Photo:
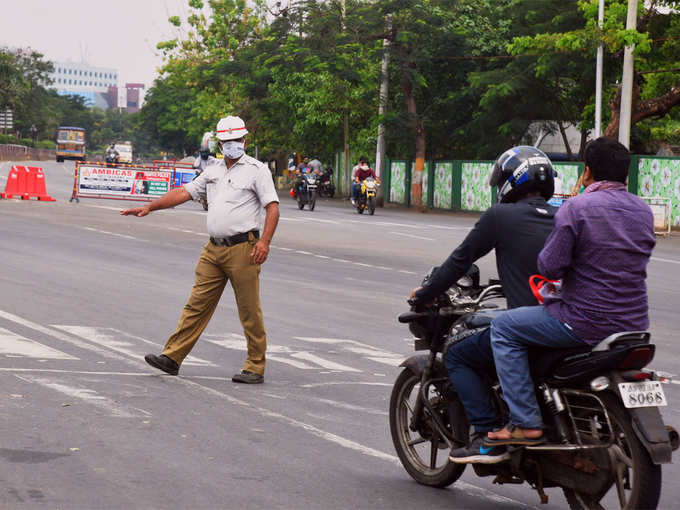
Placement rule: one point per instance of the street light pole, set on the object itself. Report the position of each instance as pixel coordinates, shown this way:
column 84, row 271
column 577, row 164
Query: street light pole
column 626, row 108
column 598, row 76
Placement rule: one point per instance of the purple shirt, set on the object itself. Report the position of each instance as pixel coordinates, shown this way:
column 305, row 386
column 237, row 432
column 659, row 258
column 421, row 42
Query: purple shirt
column 599, row 247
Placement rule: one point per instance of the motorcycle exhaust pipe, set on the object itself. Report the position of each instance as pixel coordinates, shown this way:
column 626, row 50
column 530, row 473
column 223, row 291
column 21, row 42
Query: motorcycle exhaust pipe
column 673, row 437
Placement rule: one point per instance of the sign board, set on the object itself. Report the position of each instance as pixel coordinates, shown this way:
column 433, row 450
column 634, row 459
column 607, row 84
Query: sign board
column 6, row 119
column 661, row 209
column 127, row 182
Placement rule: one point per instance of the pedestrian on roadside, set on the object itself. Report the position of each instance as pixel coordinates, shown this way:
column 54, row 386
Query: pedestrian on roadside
column 238, row 188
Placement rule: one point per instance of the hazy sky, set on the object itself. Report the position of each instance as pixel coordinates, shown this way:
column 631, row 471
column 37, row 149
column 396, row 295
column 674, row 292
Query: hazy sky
column 121, row 34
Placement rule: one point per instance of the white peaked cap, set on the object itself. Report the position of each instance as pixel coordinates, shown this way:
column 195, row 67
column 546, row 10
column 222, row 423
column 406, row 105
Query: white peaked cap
column 231, row 128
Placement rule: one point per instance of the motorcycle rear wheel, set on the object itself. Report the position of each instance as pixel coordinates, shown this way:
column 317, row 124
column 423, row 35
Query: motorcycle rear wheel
column 425, row 459
column 637, row 482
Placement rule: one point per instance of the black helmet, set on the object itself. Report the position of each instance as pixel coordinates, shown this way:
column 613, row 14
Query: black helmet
column 521, row 170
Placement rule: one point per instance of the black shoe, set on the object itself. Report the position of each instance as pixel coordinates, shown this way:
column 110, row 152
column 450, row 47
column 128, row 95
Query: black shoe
column 163, row 363
column 248, row 377
column 477, row 453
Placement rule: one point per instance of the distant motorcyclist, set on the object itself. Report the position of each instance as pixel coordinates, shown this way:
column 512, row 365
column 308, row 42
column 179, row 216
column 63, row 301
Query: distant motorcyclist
column 362, row 172
column 112, row 155
column 206, row 153
column 206, row 157
column 516, row 228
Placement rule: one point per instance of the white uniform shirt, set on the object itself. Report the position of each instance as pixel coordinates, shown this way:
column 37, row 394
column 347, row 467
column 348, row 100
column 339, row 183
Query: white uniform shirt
column 201, row 164
column 236, row 196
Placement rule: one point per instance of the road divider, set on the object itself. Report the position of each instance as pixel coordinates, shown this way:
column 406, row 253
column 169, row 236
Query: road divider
column 26, row 182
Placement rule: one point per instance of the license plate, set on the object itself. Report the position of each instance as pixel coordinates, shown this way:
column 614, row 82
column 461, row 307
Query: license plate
column 642, row 394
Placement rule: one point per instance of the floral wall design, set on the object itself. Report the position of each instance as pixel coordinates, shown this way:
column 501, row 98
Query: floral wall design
column 443, row 184
column 567, row 175
column 661, row 178
column 425, row 181
column 474, row 187
column 398, row 182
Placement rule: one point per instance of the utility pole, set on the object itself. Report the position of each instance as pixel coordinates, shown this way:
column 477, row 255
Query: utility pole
column 626, row 107
column 598, row 75
column 382, row 108
column 348, row 177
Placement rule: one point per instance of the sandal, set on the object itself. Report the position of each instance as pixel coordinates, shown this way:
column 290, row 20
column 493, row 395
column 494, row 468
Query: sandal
column 512, row 435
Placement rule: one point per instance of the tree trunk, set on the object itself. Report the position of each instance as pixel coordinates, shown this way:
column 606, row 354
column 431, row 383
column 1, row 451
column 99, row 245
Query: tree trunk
column 570, row 154
column 419, row 136
column 654, row 107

_ _ _ _ _

▸ **TASK DESCRIPTION**: Copy the lines exactly as they appear from the opening of the entries above through the line with "column 305, row 386", excluding all pictures.

▸ **ANSWER BELOW**:
Photo:
Placement rule: one point per instance of the street light pole, set on the object itself. Report the position of each instance as pixel coordinates, shown this way:
column 84, row 271
column 577, row 164
Query: street light pole
column 626, row 108
column 598, row 76
Placement rule: one point per instance of the purple shirt, set on the object itself. Report the position of each instance as pixel coordinates, shown this way:
column 305, row 386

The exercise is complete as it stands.